- What is needed
An exact copy of the lines from the one containing "Could you point out the blonde" to the end of the records below is required, and nothing else.

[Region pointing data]
######

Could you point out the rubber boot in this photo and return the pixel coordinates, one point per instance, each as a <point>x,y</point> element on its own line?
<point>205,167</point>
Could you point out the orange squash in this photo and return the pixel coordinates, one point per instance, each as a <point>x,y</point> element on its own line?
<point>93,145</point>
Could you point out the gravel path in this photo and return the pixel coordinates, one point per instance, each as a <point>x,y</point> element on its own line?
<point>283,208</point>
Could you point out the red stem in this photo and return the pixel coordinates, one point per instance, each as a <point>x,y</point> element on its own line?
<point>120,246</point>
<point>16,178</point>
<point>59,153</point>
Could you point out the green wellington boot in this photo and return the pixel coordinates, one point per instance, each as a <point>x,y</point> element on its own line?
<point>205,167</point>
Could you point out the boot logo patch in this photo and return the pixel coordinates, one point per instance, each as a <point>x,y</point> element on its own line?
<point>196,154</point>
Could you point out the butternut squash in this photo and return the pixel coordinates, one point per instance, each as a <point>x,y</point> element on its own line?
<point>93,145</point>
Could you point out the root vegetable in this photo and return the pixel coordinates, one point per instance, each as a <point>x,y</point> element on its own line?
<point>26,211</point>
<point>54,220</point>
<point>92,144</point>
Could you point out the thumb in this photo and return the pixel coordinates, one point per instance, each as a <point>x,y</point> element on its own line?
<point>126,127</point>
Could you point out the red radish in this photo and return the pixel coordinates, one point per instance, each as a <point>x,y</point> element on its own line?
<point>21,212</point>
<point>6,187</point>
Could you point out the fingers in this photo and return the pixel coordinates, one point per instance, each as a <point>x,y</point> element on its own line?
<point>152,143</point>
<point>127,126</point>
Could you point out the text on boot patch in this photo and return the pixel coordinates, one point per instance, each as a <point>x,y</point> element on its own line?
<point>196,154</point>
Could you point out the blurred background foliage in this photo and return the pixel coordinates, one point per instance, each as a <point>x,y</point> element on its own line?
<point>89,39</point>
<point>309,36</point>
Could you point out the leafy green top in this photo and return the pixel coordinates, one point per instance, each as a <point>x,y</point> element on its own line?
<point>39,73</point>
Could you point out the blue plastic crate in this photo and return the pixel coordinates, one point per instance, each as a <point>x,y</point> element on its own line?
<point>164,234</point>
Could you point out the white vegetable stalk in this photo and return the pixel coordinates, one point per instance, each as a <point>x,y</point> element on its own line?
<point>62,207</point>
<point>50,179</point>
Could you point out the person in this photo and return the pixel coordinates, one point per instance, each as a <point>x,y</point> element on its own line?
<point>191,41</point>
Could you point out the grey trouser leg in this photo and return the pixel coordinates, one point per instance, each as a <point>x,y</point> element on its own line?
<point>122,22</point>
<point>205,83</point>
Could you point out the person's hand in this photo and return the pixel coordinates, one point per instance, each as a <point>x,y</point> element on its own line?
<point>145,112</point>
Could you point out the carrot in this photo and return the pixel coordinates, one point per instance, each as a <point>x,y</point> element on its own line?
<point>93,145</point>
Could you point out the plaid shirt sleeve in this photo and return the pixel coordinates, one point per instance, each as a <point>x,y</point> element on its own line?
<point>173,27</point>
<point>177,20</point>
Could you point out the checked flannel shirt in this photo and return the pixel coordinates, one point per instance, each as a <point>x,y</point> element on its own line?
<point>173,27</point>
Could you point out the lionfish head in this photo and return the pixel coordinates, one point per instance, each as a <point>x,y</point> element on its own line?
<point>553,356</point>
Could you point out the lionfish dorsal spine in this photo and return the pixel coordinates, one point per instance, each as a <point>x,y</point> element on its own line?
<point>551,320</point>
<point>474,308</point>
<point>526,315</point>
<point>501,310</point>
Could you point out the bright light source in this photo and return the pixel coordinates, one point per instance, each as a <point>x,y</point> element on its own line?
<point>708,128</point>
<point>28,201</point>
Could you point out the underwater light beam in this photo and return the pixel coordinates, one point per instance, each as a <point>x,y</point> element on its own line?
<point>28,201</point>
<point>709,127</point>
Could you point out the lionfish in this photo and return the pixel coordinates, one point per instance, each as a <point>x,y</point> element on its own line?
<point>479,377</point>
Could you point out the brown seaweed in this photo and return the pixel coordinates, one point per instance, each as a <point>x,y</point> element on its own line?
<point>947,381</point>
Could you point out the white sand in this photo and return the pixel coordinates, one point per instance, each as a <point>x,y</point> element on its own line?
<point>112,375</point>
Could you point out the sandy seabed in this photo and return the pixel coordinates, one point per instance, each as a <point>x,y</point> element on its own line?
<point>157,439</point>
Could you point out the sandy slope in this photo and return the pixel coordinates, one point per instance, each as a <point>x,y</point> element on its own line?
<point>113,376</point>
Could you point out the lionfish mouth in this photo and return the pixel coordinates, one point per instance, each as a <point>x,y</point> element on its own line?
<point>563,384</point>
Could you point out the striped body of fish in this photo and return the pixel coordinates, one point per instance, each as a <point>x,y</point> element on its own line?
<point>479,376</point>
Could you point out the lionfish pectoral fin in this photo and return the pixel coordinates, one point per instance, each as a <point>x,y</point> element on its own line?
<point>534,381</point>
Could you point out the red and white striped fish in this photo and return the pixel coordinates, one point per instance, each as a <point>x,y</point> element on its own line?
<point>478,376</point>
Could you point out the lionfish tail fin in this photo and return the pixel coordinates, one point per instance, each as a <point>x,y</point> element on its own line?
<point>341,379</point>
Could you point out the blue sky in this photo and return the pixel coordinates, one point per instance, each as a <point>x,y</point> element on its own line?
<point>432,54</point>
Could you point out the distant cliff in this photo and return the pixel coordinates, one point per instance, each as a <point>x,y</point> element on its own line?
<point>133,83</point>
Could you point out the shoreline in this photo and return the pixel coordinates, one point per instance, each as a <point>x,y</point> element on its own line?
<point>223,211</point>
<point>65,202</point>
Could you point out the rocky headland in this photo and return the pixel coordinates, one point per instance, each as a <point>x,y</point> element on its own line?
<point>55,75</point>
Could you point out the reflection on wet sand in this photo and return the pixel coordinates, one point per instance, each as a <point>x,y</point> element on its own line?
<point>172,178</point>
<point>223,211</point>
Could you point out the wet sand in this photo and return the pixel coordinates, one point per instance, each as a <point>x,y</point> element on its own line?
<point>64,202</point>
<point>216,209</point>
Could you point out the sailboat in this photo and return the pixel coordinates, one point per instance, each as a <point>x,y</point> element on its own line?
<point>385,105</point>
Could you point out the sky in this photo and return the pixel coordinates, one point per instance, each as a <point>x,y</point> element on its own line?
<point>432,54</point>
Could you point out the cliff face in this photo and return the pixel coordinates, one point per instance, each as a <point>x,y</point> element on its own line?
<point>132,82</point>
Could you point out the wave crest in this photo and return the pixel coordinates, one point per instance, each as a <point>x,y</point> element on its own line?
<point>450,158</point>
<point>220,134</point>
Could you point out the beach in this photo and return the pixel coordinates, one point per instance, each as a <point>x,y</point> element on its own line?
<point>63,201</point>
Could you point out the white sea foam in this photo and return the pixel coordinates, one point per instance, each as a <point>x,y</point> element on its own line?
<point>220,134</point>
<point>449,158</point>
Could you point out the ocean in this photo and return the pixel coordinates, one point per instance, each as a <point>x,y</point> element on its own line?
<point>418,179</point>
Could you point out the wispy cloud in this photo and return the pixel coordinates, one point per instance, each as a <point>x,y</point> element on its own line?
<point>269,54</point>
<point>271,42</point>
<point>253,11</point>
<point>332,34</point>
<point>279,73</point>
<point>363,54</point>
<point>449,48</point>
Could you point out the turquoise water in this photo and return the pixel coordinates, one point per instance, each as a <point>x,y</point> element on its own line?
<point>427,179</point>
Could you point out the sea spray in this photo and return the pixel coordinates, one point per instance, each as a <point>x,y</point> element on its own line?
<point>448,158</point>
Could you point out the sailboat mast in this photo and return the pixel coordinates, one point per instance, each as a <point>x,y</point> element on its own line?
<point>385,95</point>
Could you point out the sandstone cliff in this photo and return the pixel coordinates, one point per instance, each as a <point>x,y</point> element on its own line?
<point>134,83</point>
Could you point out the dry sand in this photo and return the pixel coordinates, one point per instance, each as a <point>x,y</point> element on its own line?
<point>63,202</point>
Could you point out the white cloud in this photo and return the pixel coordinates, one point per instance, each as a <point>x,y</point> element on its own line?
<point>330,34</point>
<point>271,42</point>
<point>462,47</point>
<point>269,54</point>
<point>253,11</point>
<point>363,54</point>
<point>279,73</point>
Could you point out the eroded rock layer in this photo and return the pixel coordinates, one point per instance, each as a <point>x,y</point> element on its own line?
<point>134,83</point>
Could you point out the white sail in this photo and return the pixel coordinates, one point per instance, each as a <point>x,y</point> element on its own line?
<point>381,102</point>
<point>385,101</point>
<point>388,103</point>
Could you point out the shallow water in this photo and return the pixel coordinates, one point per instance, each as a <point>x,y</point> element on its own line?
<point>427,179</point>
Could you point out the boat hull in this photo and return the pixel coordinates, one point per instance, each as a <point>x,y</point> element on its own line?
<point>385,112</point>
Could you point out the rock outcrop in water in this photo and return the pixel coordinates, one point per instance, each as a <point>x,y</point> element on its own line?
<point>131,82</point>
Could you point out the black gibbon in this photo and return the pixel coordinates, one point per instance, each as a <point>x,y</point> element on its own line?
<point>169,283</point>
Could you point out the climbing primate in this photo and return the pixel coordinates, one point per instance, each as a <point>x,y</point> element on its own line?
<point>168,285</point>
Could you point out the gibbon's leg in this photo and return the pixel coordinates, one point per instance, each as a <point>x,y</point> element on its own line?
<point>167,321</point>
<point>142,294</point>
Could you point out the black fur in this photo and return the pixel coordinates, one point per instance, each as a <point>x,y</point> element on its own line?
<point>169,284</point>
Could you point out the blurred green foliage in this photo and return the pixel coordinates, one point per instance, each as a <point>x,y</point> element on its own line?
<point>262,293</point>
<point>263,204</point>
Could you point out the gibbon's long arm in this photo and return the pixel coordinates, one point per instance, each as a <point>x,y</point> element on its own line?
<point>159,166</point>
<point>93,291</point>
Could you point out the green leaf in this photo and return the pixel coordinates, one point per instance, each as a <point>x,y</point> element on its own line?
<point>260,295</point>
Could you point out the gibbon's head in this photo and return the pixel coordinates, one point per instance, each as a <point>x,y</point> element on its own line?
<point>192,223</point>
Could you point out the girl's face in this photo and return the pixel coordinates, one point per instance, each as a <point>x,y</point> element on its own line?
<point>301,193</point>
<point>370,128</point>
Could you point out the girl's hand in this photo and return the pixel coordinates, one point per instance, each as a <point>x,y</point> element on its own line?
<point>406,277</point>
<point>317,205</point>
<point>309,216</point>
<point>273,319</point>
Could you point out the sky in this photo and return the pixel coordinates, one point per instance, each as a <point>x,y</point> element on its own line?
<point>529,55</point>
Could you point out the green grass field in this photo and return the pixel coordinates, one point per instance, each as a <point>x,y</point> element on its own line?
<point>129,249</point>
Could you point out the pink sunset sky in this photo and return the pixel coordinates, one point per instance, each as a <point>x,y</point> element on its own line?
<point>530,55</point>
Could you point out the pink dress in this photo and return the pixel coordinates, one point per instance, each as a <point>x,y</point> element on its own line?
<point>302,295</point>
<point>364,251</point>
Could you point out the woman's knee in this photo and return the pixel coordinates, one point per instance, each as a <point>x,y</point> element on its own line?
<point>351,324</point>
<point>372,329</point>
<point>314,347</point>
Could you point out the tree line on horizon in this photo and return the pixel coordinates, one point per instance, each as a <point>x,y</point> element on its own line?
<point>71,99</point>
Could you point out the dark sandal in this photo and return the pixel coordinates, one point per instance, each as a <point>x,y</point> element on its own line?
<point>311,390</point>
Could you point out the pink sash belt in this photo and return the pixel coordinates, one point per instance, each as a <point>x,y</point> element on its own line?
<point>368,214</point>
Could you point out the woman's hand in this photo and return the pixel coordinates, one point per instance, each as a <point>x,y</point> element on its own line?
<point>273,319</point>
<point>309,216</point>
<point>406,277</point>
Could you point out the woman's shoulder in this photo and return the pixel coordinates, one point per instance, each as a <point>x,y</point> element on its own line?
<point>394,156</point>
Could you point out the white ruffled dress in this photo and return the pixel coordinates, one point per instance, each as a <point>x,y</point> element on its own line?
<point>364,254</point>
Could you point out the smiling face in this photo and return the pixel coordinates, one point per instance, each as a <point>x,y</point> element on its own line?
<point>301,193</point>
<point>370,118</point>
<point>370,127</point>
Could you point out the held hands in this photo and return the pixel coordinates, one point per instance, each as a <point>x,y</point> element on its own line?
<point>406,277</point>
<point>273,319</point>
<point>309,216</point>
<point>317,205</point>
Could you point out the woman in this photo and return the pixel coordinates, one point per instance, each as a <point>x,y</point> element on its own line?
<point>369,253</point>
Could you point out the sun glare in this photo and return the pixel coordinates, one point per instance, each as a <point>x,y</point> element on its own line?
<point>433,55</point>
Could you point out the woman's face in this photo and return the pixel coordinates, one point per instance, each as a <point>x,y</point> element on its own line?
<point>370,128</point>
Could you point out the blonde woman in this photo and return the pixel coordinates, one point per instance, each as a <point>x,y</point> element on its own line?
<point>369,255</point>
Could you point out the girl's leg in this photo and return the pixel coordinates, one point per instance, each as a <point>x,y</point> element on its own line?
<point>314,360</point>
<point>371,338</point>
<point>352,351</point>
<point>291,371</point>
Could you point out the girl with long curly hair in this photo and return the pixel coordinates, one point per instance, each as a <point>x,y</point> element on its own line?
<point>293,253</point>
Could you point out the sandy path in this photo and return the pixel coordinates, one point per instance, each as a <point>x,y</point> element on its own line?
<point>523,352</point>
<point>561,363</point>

######

- Answer box
Could you point out the blonde woman in this photo and return the pixel coordinates, one point per instance, each as a <point>x,y</point> element on its own line?
<point>369,255</point>
Could you point out the girl's leg in this photo and return the pixel coordinates, one point per instance, each as a <point>x,y</point> element on its own line?
<point>314,360</point>
<point>371,338</point>
<point>352,351</point>
<point>291,371</point>
Could you point out the girl with long curly hair in this photo and return the pixel coordinates, one point per instance, each as a <point>x,y</point> element on its own line?
<point>293,253</point>
Could you point out the sandy path in this photo and return the pixel coordinates, one point per instance, each as a <point>x,y</point> element on its own line?
<point>523,352</point>
<point>561,363</point>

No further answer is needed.